» What you should do
Convert the rows below into a numbered list with one line per item, skipping blank lines and leaving out the pictures.

════

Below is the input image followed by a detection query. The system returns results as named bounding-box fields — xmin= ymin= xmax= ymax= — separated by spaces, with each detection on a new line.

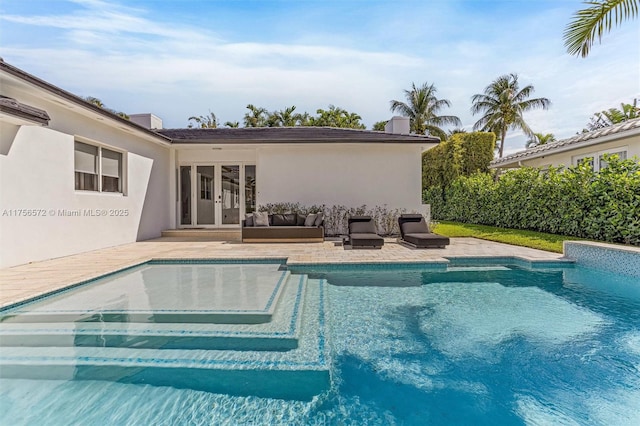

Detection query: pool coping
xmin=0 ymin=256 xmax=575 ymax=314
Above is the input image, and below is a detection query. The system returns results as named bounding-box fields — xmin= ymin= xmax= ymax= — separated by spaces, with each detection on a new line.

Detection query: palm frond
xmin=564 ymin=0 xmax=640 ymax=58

════

» Solution
1. Below is the input image followed by a detection query. The system returns results as named bounding-box fields — xmin= ymin= xmax= ymax= — separated by spaces, with each detection on a new line.
2. Detection query: pool coping
3. xmin=0 ymin=256 xmax=575 ymax=314
4. Above is the input image, and below is a detection query. The system returns results as named bounding-box fields — xmin= ymin= xmax= ymax= — separated by spaces, with each detection on a new line.
5. Detection query: palm frond
6. xmin=564 ymin=0 xmax=640 ymax=58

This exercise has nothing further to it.